Testimoni della persecuzione
Discriminazioni, attentati, conversioni forzate. I cristiani in Pakistan e i segni timidi di speranza. “Non saremo mai silenziosi né nascosti”, dice l’arcivescovo di Karachi
Pubblichiamo ampi stralci dell’intervento che il cardinale Joseph Coutts ha tenuto al convegno “Libertà religiosa negata. L’indifferenza della comunità internazionale” promosso lo scorso 4 aprile da Aiuto alla chiesa che soffre all’Università Cattolica di Milano. Il testo (in forma integrale) sarà pubblicato sul nuovo numero di Vita e Pensiero, in uscita giovedì 11 luglio.

**I TUOI COMPITI:**
[a] Nel brano citato, in quale università si è svolto il convegno promosso da Aiuto alla chiesa che soffre?
[b] Modifica il brano citato: riporta la parte che comincia con "Testimoni della persecuzione" e si ferma dopo "giovedì 11 luglio.", mettendo "fedeli" al posto di "cristiani".
[c] Continua il brano citato sui cristiani in Pakistan da dove si ferma.

**MATERIALE FORNITO:**
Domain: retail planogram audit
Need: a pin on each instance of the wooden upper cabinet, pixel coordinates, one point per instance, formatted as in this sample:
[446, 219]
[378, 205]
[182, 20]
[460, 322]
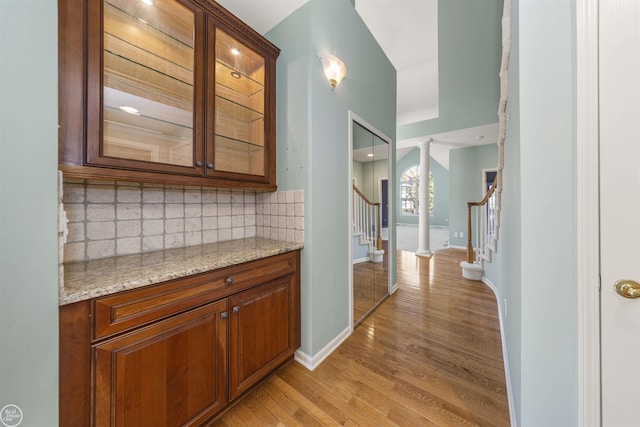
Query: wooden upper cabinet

--

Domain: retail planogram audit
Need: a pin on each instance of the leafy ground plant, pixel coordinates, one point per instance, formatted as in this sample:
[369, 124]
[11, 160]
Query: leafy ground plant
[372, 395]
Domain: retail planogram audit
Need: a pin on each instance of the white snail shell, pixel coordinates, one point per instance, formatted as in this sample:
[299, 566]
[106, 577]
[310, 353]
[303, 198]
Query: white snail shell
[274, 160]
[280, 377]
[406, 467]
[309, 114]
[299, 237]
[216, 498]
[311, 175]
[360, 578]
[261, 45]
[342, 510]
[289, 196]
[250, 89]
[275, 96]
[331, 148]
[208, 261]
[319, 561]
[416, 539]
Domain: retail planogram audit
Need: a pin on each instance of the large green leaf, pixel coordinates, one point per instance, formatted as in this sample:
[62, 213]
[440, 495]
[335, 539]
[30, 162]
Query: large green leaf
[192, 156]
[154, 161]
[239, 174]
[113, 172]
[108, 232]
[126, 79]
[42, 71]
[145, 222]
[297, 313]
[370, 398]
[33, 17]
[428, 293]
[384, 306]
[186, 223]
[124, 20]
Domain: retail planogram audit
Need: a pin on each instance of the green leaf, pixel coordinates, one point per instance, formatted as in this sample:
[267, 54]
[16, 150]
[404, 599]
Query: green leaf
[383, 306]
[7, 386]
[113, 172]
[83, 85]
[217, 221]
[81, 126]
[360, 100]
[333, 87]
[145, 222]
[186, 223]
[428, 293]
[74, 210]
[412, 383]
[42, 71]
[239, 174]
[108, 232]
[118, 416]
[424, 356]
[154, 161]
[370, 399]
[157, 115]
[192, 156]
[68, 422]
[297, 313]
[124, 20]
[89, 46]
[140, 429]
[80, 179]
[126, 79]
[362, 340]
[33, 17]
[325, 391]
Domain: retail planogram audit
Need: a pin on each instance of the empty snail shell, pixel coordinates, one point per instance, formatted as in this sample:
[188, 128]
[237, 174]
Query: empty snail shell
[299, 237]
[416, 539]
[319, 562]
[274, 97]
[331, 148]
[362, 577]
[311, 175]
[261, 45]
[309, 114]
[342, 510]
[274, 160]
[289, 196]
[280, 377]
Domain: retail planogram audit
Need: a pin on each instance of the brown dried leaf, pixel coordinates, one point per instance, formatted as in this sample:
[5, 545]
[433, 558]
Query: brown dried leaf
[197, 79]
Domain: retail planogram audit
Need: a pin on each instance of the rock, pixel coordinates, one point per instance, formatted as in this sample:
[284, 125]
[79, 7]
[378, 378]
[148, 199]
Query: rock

**I RISULTATI:**
[a] All'Università Cattolica di Milano.

[b]
Testimoni della persecuzione
Discriminazioni, attentati, conversioni forzate. I fedeli in Pakistan e i segni timidi di speranza. “Non saremo mai silenziosi né nascosti”, dice l’arcivescovo di Karachi
Pubblichiamo ampi stralci dell’intervento che il cardinale Joseph Coutts ha tenuto al convegno “Libertà religiosa negata. L’indifferenza della comunità internazionale” promosso lo scorso 4 aprile da Aiuto alla chiesa che soffre all’Università Cattolica di Milano. Il testo (in forma integrale) sarà pubblicato sul nuovo numero di Vita e Pensiero, in uscita giovedì 11 luglio.

[c]
In Pakistan, un grande paese con quasi 200 milioni di abitanti, i cristiani sono una piccolissima minoranza. Nella Repubblica islamica del Pakistan, il 95 per cento della popolazione è musulmana, i cristiani (cattolici e protestanti) sono solo 3 milioni, cioè il 2 per cento della popolazione, gli hindu e i fedeli di altre religioni il 3 per cento. In una tale situazione siamo chiamati a essere testimoni della nostra fede. Siamo una piccola minoranza, ma ciò non significa che noi cristiani siamo una minoranza nascosta, o una minoranza silenziosa. Come ha ricordato Francesco nel suo viaggio in Marocco, più del numero è importante la capacità di essere lievito nella massa. E attraverso le nostre chiese, scuole e istituzioni cristiane svolgiamo un’opera molto importante, riconosciuta anche da molti musulmani.
“Siamo una piccola minoranza, ma ciò non significa che noi cristiani siamo una minoranza nascosta, o silenziosa”
Secondo la nostra Costituzione la libertà di religione è riconosciuta, sebbene le alte cariche dello stato non siano accessibili alle minoranze religiose del Pakistan.
Ma negli ultimi anni vi sono stati molti cambiamenti nel mondo e nella nostra società e noi cristiani siamo chiamati a essere testimoni di una chiesa sofferente.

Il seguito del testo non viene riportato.